Ubah sebutan "wooden toothpick" menjadi "bamboo toothpick" dalam data, mulai dari baris yang memuat "[point] speckled stone" sampai akhir data. Tuliskan ulang hanya baris-baris itu, dan biarkan semua hal lain tetap sama.

»»

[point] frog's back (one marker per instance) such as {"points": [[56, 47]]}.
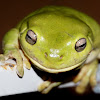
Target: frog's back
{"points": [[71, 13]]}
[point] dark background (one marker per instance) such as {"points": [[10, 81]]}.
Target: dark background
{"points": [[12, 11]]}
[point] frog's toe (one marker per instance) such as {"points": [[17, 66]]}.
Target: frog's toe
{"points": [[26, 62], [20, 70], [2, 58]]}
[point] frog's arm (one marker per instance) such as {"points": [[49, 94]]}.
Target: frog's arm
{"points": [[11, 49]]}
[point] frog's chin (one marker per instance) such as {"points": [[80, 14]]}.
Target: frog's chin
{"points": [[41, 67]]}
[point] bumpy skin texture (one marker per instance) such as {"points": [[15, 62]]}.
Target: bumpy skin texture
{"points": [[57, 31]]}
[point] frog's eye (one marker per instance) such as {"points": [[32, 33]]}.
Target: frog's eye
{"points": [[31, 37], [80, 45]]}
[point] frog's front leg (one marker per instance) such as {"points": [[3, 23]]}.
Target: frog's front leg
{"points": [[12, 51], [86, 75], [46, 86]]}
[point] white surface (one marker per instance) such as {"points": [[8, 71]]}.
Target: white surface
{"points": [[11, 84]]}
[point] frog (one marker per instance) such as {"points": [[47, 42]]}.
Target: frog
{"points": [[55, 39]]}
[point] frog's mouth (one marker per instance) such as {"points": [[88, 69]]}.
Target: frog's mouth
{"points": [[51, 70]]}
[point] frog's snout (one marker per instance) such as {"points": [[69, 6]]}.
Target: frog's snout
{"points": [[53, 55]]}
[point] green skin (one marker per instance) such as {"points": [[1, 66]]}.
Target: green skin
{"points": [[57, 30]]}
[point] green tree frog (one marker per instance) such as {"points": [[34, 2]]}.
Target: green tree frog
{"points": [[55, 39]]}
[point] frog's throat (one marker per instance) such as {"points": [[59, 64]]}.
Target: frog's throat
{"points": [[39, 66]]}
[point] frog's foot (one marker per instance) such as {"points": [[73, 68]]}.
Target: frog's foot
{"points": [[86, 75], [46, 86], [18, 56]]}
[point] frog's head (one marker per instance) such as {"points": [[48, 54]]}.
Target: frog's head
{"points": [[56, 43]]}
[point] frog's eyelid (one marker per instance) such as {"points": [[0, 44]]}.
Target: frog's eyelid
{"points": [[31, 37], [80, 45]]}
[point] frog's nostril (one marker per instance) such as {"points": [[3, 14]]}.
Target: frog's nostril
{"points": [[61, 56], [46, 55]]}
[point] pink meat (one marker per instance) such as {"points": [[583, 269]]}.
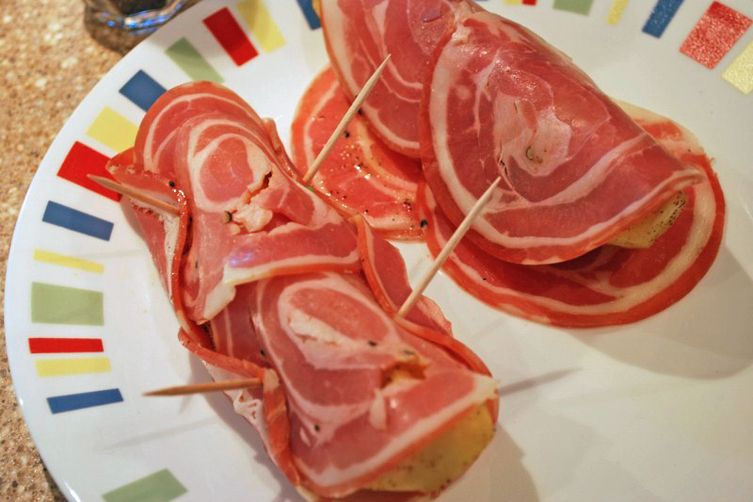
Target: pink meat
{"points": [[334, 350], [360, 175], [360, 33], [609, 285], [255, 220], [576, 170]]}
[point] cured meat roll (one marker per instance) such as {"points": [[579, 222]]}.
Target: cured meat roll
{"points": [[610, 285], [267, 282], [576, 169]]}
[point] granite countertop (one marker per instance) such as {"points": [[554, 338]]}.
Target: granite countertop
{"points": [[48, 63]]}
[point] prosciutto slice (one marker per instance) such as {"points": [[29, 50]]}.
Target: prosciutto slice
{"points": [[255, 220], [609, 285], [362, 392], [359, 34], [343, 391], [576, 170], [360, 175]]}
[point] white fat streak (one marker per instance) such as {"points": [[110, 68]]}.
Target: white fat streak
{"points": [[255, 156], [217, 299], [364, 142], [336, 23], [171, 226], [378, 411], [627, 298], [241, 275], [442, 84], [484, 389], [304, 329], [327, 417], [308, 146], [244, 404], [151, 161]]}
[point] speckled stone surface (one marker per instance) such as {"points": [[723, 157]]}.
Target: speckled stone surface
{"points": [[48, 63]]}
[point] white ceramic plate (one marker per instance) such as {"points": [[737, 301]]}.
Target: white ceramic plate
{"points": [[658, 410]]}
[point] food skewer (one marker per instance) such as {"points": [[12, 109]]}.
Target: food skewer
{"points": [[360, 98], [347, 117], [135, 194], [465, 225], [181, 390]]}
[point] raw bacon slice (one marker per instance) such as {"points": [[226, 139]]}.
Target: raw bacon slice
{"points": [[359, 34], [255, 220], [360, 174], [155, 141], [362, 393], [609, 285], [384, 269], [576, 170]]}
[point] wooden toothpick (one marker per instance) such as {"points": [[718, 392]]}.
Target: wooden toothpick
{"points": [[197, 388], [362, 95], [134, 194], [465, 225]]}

««

• _Penyelesaian Latihan_:
[point] speckled stone surface (one marker per instance) such as {"points": [[723, 157]]}.
Target: speckled stone surface
{"points": [[48, 63]]}
[point] white ceramic plate (one marker per instance) such as {"points": [[737, 301]]}.
Target: white ceramic plate
{"points": [[658, 410]]}
[point] food skewer (one marker per instance) such as {"points": [[12, 109]]}.
Target: food skewer
{"points": [[360, 98], [347, 117], [135, 194], [465, 225], [181, 390]]}
[point] raw bacon slice (one marker per instance) such as {"points": [[226, 139]]}.
Target: raw bacon slice
{"points": [[359, 34], [255, 220], [360, 174], [155, 141], [362, 393], [609, 285], [384, 269], [576, 170]]}
[point] bamboo toothpick (one marker per instance) such as {"points": [[718, 392]]}.
Target: bamboo toothpick
{"points": [[197, 388], [362, 95], [134, 194], [465, 225]]}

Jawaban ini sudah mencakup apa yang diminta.